Selected excerpt:
======
Now we analyze 2-4 concrete examples from each category, showing:
- What tokens/images maximally activate each feature
- How activation patterns differ between Gemma and PaliGemma

In [None]:
# ==========================================
# Cell 13: Helper Functions for Feature Analysis
# ==========================================

# Get special tokens dynamically from tokenizers
def get_special_token_set(*tokenizers):
    """Get the union of all special tokens from the provided tokenizers."""
    special_tokens = set()
    for tokenizer in tokenizers:
        # Get all special tokens list
        if hasattr(tokenizer, 'all_special_tokens'):
            special_tokens.update(tokenizer.all_special_tokens)
        # Get special tokens from the map (values can be str or list)
        if hasattr(tokenizer, 'special_tokens_map'):
            for value in tokenizer.special_tokens_map.values():
                if isinstance(value, str):
                    special_tokens.add(value)
                elif isinstance(value, list):
                    special_tokens.update(value)
        # Also get special token IDs and convert them
        if hasattr(tokenizer, 'all_special_ids'):
            for token_id in tokenizer.all_special_ids:
                try:
                    special_tokens.add(tokenizer.decode([token_id]))
                except:
                    pass
    return special_tokens

# Build special tokens set from our loaded tokenizers
SPECIAL_TOKENS = get_special_token_set(gemma_tokenizer, paligemma_tokenizer)
print(f"Detected {len(SPECIAL_TOKENS)} special tokens: {SPECIAL_TOKENS}")


def is_meaningful_token(token: str, special_tokens: set = None) -> bool:
    """Check if a token is meaningful (not special token or whitespace-only).
    
    Args:
        token: The token string to check
        special_tokens: Set of special tokens to filter. Uses SPECIAL_TOKENS if None.
    """
    if special_tokens is None:
        special_tokens = SPECIAL_TOKENS
    
    token_stripped = token.strip()
    
    # Filter out empty/whitespace-only tokens
    if not token_stripped:
        return False
    
    # Filter out special tokens (check both stripped and original)
    if token_stripped in special_tokens or token in special_tokens:
        return False
    
    # Filter out tokens that are just whitespace variations
    if token.replace(' ', '').replace('\n', '').replace('\t', '') == '':
        return False
    
    return True


def get_top_activating_examples(
    feature_idx: int,
    features: torch.Tensor,
    tokens: List[str],
    top_k: int = 10,
    filter_special: bool = True
) -> List[Tuple[str, float]]:
    """Get the top-k tokens that maximally activate a feature.
    
    Args:
        feature_idx: Index of the feature to analyze
        features: Tensor of shape [num_tokens, num_features]
        tokens: List of token strings
        top_k: Number of top activating tokens to return
        filter_special: Whether to filter out special tokens and whitespace
    """
======
Object detection data:
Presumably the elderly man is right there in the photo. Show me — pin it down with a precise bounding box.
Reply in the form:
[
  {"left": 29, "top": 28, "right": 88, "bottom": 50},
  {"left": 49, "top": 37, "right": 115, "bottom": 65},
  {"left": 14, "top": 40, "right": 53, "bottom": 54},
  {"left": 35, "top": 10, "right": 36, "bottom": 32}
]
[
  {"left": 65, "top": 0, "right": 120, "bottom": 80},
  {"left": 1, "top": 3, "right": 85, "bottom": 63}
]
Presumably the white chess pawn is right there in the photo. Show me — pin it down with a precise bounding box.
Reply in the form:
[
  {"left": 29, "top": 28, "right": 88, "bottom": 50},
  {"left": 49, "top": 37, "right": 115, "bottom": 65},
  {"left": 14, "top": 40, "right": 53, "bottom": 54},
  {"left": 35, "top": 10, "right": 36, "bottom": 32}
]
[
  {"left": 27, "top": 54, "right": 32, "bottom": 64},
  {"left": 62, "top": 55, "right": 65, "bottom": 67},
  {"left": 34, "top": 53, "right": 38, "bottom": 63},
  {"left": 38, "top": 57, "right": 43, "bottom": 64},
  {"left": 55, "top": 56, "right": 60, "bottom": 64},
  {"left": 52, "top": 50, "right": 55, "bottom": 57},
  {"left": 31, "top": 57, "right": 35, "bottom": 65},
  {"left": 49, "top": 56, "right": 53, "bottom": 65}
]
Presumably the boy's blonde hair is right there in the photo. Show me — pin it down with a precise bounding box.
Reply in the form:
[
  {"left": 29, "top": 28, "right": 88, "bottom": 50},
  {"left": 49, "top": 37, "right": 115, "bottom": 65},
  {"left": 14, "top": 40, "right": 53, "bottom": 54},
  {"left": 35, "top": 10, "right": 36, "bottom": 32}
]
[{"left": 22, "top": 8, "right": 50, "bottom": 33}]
======
Exercise:
Please proceed with the feature-analysis code, continuing from the end of the get_top_activating_examples docstring.

Expected answer:
    feature_acts = features[:, feature_idx]
    
    # Sort all indices by activation (descending)
    sorted_indices = torch.argsort(feature_acts, descending=True)
    
    results = []
    for idx in sorted_indices:
        if idx >= len(tokens):
            continue
        token = tokens[idx.item()]
        
        # Filter special tokens if requested
        if filter_special and not is_meaningful_token(token):
            continue
            
        results.append((token, feature_acts[idx.item()].item()))
        
        if len(results) >= top_k:
            break
    
    return results


def analyze_single_feature(
    feature_idx: int,
    gemma_features: torch.Tensor,
    pali_text_features: torch.Tensor,
    pali_mm_features: torch.Tensor,
    gemma_tokens: List[str],
    pali_tokens: List[str],
    category: str,
) -> Dict:
    """Analyze a single feature across all conditions."""
    
    # Get top activating tokens for each condition (filtering special tokens)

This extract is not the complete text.